要件 A → 下の役員給与の文章から、役員給与が損金算入されるために該当すべき給与の種類をすべて挙げてください。

# # # # #

役員給与の未払計上について

今回は役員給与の未払計上について書いていこうと思います。

本題に入る前に少しだけ役員給与の概要について触れておこうと思います。
役員給与は無条件に損金算入されるわけではなく、定期同額給与、事前確定届出給与、業績連動給与のいずれかに該当しない限り損金不算入となってしまいます。(詳しくは国税庁の「役員に対する給与」をご覧ください)

実務的に一番多いのは毎月定額の役員給与とする「定期同額給与」に該当させて損金算入するというものだと思います。
今回のテーマはこの毎月定額というのは支給ベースなのか支給時期ベース(債務確定)なのかという疑問が生じてきます。すなわち未払計上でもOKなのかということです。

早速ですが、結論から書いてしまうと基本的には支給ベースではなく支給時期ベースで判断することになります。支給時期が到来していて未払計上していれば実際に支払いがされていなくてもOKということになります。

# # # # #

要件 B → リストのうち「[locate] wildflower (one」を含む行から最後の行までの範囲だけを、「Target」を「Label」に置き換えて編集し、出力してください。それ以外の部分は一切変更しないでください。

# # # # #

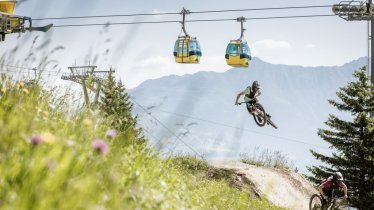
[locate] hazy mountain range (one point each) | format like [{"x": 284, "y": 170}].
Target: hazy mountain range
[{"x": 199, "y": 109}]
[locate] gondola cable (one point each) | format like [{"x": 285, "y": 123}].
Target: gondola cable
[{"x": 177, "y": 13}]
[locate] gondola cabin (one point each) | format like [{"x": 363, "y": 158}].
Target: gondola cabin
[
  {"x": 238, "y": 54},
  {"x": 7, "y": 6},
  {"x": 187, "y": 50}
]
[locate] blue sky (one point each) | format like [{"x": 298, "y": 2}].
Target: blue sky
[{"x": 144, "y": 52}]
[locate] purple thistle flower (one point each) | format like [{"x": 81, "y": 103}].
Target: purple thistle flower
[
  {"x": 36, "y": 139},
  {"x": 111, "y": 133},
  {"x": 100, "y": 146}
]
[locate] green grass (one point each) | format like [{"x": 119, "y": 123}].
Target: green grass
[{"x": 47, "y": 161}]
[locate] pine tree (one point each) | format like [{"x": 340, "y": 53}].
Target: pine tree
[
  {"x": 116, "y": 106},
  {"x": 352, "y": 141}
]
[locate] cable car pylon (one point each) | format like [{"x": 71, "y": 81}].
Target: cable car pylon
[{"x": 186, "y": 48}]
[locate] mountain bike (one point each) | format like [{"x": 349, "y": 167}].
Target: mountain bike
[
  {"x": 335, "y": 203},
  {"x": 258, "y": 113}
]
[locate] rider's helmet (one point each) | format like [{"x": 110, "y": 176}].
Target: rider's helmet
[
  {"x": 337, "y": 176},
  {"x": 255, "y": 85}
]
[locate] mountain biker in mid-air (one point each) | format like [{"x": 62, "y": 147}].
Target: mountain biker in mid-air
[
  {"x": 333, "y": 182},
  {"x": 250, "y": 94}
]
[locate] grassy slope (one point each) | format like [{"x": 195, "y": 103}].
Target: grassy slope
[{"x": 47, "y": 161}]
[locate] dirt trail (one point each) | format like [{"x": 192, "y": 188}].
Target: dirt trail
[{"x": 283, "y": 188}]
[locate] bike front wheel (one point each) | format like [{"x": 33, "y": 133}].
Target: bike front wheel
[
  {"x": 259, "y": 114},
  {"x": 315, "y": 202}
]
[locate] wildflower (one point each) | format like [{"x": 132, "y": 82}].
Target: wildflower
[
  {"x": 46, "y": 113},
  {"x": 25, "y": 91},
  {"x": 87, "y": 123},
  {"x": 70, "y": 143},
  {"x": 100, "y": 146},
  {"x": 36, "y": 139},
  {"x": 48, "y": 138},
  {"x": 111, "y": 133}
]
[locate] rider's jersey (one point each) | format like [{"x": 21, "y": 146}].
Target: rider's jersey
[
  {"x": 329, "y": 185},
  {"x": 249, "y": 94}
]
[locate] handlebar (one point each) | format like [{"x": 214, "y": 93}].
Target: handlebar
[{"x": 245, "y": 102}]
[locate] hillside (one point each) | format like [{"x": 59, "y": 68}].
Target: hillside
[
  {"x": 200, "y": 108},
  {"x": 282, "y": 188}
]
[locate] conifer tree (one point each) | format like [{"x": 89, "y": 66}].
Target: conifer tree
[
  {"x": 116, "y": 105},
  {"x": 352, "y": 141}
]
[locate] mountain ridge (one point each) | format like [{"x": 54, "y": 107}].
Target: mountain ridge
[{"x": 295, "y": 96}]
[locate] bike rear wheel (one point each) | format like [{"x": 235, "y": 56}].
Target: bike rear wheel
[
  {"x": 259, "y": 114},
  {"x": 315, "y": 202},
  {"x": 272, "y": 124}
]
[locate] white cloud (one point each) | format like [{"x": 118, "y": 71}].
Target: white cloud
[{"x": 270, "y": 44}]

# # # # #

演習の解答 A → 定期同額給与、事前確定届出給与、業績連動給与

演習の解答 B →
[locate] wildflower (one point each) | format like [{"x": 132, "y": 82}].
Label: wildflower
[
  {"x": 46, "y": 113},
  {"x": 25, "y": 91},
  {"x": 87, "y": 123},
  {"x": 70, "y": 143},
  {"x": 100, "y": 146},
  {"x": 36, "y": 139},
  {"x": 48, "y": 138},
  {"x": 111, "y": 133}
]
[locate] rider's jersey (one point each) | format like [{"x": 21, "y": 146}].
Label: rider's jersey
[
  {"x": 329, "y": 185},
  {"x": 249, "y": 94}
]
[locate] handlebar (one point each) | format like [{"x": 214, "y": 93}].
Label: handlebar
[{"x": 245, "y": 102}]
[locate] hillside (one point each) | format like [{"x": 59, "y": 68}].
Label: hillside
[
  {"x": 200, "y": 108},
  {"x": 282, "y": 188}
]
[locate] conifer tree (one point each) | format like [{"x": 89, "y": 66}].
Label: conifer tree
[
  {"x": 116, "y": 105},
  {"x": 352, "y": 141}
]
[locate] mountain ridge (one point each) | format like [{"x": 54, "y": 107}].
Label: mountain ridge
[{"x": 295, "y": 96}]
[locate] bike rear wheel (one point each) | format like [{"x": 235, "y": 56}].
Label: bike rear wheel
[
  {"x": 259, "y": 114},
  {"x": 315, "y": 202},
  {"x": 272, "y": 124}
]
[locate] white cloud (one point each) | format like [{"x": 118, "y": 71}].
Label: white cloud
[{"x": 270, "y": 44}]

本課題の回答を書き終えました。